• AIM:
What do the lines say from the one containing "Q: Point to every instance of the black pants" to the end of the records? Restate them word for word, and only those.

• INFORMATION SUPPLIED:
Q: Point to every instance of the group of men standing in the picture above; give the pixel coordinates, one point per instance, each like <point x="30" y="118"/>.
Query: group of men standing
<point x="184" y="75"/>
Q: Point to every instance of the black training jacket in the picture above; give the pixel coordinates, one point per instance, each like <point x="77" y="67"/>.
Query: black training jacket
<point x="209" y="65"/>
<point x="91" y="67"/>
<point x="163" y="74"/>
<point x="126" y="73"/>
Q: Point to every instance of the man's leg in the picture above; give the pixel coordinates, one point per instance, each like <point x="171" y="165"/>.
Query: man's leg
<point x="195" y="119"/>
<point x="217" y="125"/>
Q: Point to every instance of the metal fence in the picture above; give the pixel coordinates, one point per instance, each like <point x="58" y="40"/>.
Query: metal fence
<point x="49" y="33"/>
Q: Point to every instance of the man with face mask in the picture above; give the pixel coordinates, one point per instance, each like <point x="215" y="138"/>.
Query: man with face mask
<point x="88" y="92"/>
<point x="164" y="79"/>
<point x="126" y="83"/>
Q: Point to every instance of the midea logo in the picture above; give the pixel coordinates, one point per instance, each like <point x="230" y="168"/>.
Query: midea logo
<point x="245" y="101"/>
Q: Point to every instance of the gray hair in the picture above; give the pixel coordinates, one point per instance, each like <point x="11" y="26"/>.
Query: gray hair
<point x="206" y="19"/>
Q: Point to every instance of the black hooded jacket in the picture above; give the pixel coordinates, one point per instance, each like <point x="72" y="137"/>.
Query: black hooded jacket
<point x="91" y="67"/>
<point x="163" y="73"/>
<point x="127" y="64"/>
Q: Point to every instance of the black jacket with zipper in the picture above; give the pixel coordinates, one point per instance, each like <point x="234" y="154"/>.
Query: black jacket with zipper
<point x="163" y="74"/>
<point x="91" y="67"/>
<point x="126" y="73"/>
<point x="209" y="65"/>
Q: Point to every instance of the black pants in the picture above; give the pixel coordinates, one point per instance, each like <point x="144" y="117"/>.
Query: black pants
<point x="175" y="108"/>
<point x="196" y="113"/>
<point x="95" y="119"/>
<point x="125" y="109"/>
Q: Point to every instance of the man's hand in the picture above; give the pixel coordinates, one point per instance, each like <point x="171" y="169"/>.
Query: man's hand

• SOLUTION FOR THIS EXERCISE:
Q: Point to every instance of the black pants in the picture above; give the pixel coordinates, one point per instance, each like <point x="144" y="117"/>.
Query: black pants
<point x="175" y="108"/>
<point x="196" y="113"/>
<point x="95" y="119"/>
<point x="125" y="109"/>
Q: Point to every instance of the man's hand in the picture above; give the pixel coordinates, one point per instance, each like <point x="171" y="169"/>.
Query: man's hand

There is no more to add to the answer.